**GOAL**
Echo each of the following lines back word for word.

##### THE RECORDS #####

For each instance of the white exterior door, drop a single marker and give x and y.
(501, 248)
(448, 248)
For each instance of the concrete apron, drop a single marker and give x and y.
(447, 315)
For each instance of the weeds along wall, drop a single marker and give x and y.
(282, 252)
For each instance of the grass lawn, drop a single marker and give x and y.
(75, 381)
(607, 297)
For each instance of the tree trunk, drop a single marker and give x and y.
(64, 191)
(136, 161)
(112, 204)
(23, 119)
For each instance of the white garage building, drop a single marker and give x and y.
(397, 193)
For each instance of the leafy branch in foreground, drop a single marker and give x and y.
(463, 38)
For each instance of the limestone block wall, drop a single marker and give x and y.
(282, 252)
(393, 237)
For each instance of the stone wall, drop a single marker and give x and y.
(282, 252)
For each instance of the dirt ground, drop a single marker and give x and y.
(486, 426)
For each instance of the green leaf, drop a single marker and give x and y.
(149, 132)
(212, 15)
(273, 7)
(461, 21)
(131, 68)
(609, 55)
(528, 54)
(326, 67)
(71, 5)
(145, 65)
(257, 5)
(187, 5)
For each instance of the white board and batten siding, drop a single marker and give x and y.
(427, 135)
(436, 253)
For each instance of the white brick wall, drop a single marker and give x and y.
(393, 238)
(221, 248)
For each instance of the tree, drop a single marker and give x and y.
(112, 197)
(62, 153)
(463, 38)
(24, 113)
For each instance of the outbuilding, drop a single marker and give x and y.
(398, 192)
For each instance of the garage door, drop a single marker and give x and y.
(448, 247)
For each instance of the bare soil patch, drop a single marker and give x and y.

#####

**CORRECT ANSWER**
For each instance of the white exterior door, drop a single marker and give x and y.
(501, 248)
(448, 248)
For each instance of the concrete apron, drop a single marker and give x and y.
(447, 315)
For each instance of the weeds along wall, drop a single marker and give x and y.
(282, 252)
For each instance of the grass lawn, drop a single marker and give x and y.
(75, 381)
(607, 297)
For each instance of the tree trunk, drop a single marker and give x and y.
(64, 191)
(136, 161)
(112, 204)
(23, 119)
For each instance of the white garage building, drop a single marker and give x and y.
(397, 193)
For each instance of the leafy branch in foreground, drop a single marker and give x and y.
(463, 38)
For each instance of the limestone block wall, drop a single marker and give x and y.
(282, 252)
(393, 237)
For each instance of the stone wall, drop a single marker and give x and y.
(282, 252)
For each instance of the dirt ground, drop a single marker and give x and y.
(486, 426)
For each instance of the green leaf, drop a single marker and give x and y.
(149, 132)
(212, 15)
(273, 7)
(461, 21)
(131, 68)
(609, 55)
(528, 54)
(326, 67)
(71, 5)
(145, 65)
(257, 5)
(187, 5)
For each instance of the white board and batten siding, drop a single marker and give x and y.
(427, 135)
(436, 253)
For each instance of the white brick wall, drop a single marker and give x and y.
(393, 238)
(221, 248)
For each instance of the tree, drop a single marker and give x and y.
(112, 197)
(62, 153)
(463, 38)
(24, 113)
For each instance of the outbuilding, drop a single marker and give x and y.
(398, 192)
For each instance of the garage door, drop a single marker and give x and y.
(448, 247)
For each instance of the bare soil patch, drop a single marker and give x and y.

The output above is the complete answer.